=== Extrait du texte ===

Le plaignant a été engagé par le Collège du Yukon (le Collège) en tant que technicien en soutien informatique à temps plein en mai 2001. Il a terminé sa période probatoire de six mois en mai 2002. Au cours de cette période, il a développé un ulcère nécessitant une transfusion sanguine. Peu après sa période probatoire, ses problèmes de santé ont commencé à s’aggraver. Il a souffert de graves saignements gastro-intestinaux et a reçu un diagnostic d’insuffisance hépatique terminale attribuable à l’hépatite C. Par la suite, l’état du plaignant s’est encore détérioré. Seule une greffe de foie pouvait lui sauver la vie. Il a donc informé le Collège de sa situation et celui-ci a approuvé son arrêt de travail pour cause de maladie et d’invalidité de longue durée.

Le plaignant devait enfin recevoir une greffe de foie en mai 2004, mais pour des raisons propres à l’hôpital, l’opération a été retardée jusqu’en août 2004. Son rétablissement a été retardé par des complications. En octobre 2004, le Collège a envoyé une lettre au plaignant pour l’aviser de sa cessation d’emploi « pour des raisons de besoins opérationnels ».

Le plaignant a porté plainte auprès de la Commission des droits de la personne (la Commission), soutenant qu’il avait fait l’objet de discrimination fondée sur son incapacité physique. À ce titre, il soutenait que le Collège contrevenait aux dispositions suivantes de la Loi sur les droits de la personne du Yukon (la Loi) :

  1. l’alinéa 7h), qui interdit la discrimination fondée sur l’incapacité physique;
  2. le paragraphe 8(1), qui exige de l’employeur qu’il prenne des mesures d’adaptation raisonnables à l’égard des besoins spéciaux de ses employés.

Pour cette analyse, le Conseil d’arbitrage de la Commission des droits de la personne du Yukon a examiné les questions suivantes.

=== Données fournies ===

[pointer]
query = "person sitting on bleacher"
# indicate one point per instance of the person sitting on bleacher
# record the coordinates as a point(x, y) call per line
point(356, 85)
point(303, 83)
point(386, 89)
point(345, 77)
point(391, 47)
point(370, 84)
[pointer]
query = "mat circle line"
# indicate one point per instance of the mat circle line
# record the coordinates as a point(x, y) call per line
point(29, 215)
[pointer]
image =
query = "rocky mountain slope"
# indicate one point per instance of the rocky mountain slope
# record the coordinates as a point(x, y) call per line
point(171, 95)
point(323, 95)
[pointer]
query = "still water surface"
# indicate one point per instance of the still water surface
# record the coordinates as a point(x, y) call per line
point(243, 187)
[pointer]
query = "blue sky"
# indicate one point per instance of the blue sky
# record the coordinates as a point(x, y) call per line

===
=== Données fournies ===

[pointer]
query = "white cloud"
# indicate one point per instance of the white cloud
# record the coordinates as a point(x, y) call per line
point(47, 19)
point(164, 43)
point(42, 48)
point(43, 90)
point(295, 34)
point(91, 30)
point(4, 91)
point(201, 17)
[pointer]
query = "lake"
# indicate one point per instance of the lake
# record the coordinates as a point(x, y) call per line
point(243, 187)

===
=== Données fournies ===

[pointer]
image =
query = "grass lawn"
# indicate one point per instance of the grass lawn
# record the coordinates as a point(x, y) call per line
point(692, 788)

===

#### Consigne:
Reproduisez le passage de l’extrait sur la plainte du technicien qui commence par « 1. l’alinéa 7h), qui » et se termine par « de ses employés. », en remplaçant « mesures d’adaptation raisonnables » par « mesures d’accommodement raisonnables ».

#### Corrigé:
1. l’alinéa 7h), qui interdit la discrimination fondée sur l’incapacité physique;
  2. le paragraphe 8(1), qui exige de l’employeur qu’il prenne des mesures d’accommodement raisonnables à l’égard des besoins spéciaux de ses employés.